Consegna:
Secondo il testo sulla riforma della sanità, quali soggetti dovrebbero fare un passo indietro nella gestione? Elencali tutti.

::: Testo in esame :::

La riforma della sanità richiede una nuova sanità pubblica

L’esigenza di curare la sanità è oggi evidente: interventi su specifici settori o aree non sono in grado di ridefinire cosa oggi devono essere il SSN e la sanità pubblica in Italia. La politica – così come i sindacati e le tante corporazioni – dovrebbero fare un passo indietro nella gestione, ma questo dovrebbe corrispondere al passo avanti che soprattutto la politica deve fare nella capacità di assumere decisioni sulle caratteristiche del sistema a livello nazionale e regionale, condividerle in un partecipato patto con i cittadini e le diverse componenti sociali e professionali, per decidere cosa si chiede di fare al sistema sanitario pubblico in ottica nazionale e regionale e come si ritiene di dovere utilizzare le risorse per raggiungere obiettivi di salute condivisi. Ma questo sviluppo di un progetto triennale di riforma, negli anni del PNRR, adeguatamente finanziato, deve prioritariamente partire dal (ri)costruire un governo della sanità pubblica, che sia il motore portante di un nuovo SSN. Questo richiede un riassetto profondo e un investimento che deve innanzitutto essere in competenze tecnico-scientifiche e in ricerca&sviluppo per rendere la sanità pubblica moderna nel senso di essere interdisciplinare e interprofessionale e sorretta dalla implementazione di adeguati e rapidi sistemi informativi sanitari. Occorre costruire l’alveo politico, professionale e gestionale di tutto il sistema, ripensandolo in maniera integrata con una riforma del welfare italiano e con tutte le altre iniziative di rinnovamento, come quella di transizione ecologica, che segneranno i prossimi anni e avranno auspicabilmente un notevole impatto sulla salute globale.

Una soluzione, a mio parere, potrebbe essere ispirata al modello NHS inglese, anch’esso in fase di ridefinizione e che può essere sviluppato in maniera integrata con i cambiamenti che si avranno auspicabilmente nella direzione di una comune politica europea. Un SSN autonomo dal Ministero della salute, organizzato a responsabilità nazionale in maniera omogenea e con un’articolazione regionale e al livello delle autonomie locali (anche questo un sistema istituzionale certamente da riformare) può essere uno strumento in grado di ricostruire una funzione unitaria della sanità pubblica e di conseguenza nelle diverse aree dell’assistenza socio-sanitaria e del welfare. Un’iniziativa di questo tipo, se sorretta da una volontà politica a livello nazionale e regionale, potrebbe trovare l’interesse, ma soprattutto la motivazione, di tanti protagonisti della sanità che hanno un forte interesse allo sviluppo di una mission pubblica, siano essi attivi in strutture pubbliche, private o del terzo settore. Gli stessi dibattiti che si sono sviluppati negli Ordini professionali, come gli Stati Generali dell’Ordine dei Medici o la discussione su Quotidiano sanità nel Forum sugli Ospedali sono indicativi di quanto siano presenti queste forze di cambiamento, ma anche di quanto sia difficile parlare di contenuti di salute invece che di temi corporativi e manageriali.

::: Dati da esaminare :::

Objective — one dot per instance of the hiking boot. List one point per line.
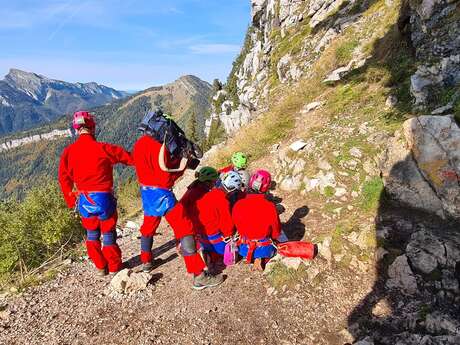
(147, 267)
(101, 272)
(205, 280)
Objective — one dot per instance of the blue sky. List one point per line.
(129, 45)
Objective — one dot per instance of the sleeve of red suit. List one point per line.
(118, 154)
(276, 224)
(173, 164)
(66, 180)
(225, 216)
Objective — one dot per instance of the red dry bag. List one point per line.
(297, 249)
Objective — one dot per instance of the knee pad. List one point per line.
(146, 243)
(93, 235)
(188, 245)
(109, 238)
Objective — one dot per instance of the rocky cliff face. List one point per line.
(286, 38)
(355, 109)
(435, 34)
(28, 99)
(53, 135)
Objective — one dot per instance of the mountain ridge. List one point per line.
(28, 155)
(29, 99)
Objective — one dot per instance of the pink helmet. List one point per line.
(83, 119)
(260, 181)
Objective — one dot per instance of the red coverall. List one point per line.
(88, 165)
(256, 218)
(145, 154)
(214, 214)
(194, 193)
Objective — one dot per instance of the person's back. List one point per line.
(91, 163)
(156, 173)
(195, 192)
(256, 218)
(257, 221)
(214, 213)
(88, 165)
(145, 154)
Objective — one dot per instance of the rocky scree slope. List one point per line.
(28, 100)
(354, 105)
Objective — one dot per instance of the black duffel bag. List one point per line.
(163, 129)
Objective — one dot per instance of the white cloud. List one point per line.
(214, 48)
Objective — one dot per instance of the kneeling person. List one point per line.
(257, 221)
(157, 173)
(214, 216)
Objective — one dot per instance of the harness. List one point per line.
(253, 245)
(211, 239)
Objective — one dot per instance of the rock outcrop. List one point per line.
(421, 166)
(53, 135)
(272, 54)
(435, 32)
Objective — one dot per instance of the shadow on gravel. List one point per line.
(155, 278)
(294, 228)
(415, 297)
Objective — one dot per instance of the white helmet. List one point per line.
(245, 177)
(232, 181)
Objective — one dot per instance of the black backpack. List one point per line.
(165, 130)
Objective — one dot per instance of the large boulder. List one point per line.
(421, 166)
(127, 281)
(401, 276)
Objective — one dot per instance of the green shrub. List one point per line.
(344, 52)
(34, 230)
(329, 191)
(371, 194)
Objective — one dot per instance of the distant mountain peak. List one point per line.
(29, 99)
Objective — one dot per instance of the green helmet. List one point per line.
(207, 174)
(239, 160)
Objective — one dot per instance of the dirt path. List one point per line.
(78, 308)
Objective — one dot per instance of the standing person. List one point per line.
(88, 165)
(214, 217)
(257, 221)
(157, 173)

:::
::: Dati da esaminare :::

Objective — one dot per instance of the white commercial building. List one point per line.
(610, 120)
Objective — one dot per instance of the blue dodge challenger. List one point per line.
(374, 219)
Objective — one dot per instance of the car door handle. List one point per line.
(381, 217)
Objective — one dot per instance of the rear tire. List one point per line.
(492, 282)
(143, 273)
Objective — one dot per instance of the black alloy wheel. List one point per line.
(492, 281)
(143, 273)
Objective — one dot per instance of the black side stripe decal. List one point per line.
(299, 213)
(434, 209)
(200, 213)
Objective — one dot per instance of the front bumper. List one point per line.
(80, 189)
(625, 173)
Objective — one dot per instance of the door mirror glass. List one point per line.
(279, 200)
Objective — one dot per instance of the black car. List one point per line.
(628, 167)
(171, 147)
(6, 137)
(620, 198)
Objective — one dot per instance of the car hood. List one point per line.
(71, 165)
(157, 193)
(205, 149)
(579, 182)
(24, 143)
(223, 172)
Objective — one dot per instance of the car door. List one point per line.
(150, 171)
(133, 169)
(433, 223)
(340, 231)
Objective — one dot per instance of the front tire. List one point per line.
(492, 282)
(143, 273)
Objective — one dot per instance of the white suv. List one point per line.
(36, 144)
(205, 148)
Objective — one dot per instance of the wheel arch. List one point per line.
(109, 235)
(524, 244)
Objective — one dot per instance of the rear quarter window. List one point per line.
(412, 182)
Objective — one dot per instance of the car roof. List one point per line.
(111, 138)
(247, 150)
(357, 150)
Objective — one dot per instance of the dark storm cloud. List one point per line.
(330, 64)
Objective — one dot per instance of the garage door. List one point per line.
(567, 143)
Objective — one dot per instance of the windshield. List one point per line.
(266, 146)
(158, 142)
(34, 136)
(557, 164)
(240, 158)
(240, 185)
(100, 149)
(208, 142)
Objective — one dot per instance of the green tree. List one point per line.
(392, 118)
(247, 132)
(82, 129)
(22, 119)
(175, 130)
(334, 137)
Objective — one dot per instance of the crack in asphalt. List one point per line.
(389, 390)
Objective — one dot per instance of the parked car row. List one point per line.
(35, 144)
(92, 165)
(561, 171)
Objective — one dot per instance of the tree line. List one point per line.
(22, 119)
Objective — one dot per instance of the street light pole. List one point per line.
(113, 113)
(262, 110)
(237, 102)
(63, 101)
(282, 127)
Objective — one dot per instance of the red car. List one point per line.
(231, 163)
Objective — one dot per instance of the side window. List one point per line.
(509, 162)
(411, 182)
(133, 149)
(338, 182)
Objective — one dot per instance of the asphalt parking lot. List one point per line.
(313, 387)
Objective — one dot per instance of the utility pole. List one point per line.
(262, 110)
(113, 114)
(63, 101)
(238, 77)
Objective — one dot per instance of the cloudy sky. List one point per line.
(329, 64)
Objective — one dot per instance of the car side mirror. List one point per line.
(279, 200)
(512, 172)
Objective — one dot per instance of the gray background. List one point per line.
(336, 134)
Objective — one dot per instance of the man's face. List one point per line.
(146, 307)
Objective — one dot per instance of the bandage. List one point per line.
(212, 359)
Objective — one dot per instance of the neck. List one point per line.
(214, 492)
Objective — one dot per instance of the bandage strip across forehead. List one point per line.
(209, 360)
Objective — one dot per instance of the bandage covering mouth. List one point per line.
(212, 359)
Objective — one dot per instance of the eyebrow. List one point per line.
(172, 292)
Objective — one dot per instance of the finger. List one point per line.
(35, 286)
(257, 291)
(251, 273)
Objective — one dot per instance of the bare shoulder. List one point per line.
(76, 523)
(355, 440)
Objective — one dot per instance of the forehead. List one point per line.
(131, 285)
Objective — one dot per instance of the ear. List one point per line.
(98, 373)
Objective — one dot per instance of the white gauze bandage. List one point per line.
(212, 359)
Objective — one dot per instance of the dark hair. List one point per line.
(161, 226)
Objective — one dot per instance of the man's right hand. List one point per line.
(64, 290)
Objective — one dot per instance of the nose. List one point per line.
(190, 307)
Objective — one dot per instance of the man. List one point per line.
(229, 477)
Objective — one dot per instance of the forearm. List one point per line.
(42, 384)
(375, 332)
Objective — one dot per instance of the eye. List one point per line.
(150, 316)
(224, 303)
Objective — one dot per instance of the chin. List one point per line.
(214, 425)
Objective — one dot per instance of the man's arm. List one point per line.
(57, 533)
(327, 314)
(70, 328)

:::
::: Dati da esaminare :::

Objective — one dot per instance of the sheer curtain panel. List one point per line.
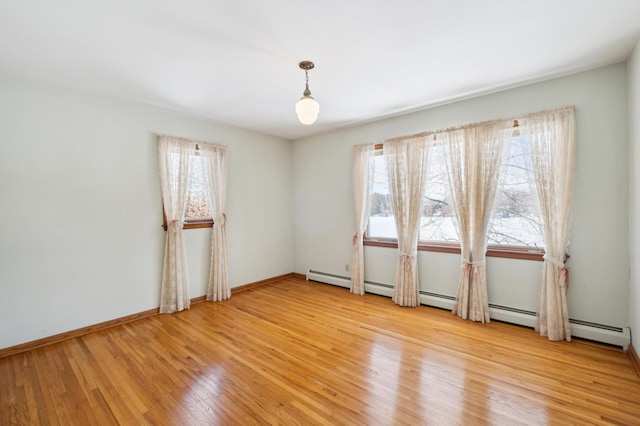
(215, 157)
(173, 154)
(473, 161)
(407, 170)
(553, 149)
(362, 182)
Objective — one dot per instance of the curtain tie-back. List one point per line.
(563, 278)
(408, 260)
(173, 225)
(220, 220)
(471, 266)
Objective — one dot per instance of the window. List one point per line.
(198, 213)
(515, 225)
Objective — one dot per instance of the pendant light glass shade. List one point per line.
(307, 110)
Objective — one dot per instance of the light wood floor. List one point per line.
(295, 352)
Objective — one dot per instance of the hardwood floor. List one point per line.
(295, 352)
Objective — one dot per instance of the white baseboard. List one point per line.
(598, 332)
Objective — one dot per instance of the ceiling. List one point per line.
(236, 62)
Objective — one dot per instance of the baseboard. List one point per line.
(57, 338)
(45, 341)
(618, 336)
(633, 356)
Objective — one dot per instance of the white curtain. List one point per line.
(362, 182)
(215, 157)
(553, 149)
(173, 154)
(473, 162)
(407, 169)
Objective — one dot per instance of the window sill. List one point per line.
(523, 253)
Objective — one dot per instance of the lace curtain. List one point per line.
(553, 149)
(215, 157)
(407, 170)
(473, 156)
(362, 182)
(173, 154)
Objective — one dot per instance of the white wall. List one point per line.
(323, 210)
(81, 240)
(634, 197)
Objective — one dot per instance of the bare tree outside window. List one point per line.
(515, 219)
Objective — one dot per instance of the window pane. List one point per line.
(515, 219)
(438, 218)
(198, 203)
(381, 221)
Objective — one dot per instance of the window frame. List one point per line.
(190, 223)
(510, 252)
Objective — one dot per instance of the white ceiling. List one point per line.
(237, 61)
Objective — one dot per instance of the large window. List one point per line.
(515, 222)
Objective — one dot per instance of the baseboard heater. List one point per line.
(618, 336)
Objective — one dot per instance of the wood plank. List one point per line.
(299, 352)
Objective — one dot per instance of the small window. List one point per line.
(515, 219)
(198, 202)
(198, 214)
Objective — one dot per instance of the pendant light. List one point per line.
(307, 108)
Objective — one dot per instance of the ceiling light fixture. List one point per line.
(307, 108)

:::

Soluzione:
La politica, i sindacati e le tante corporazioni.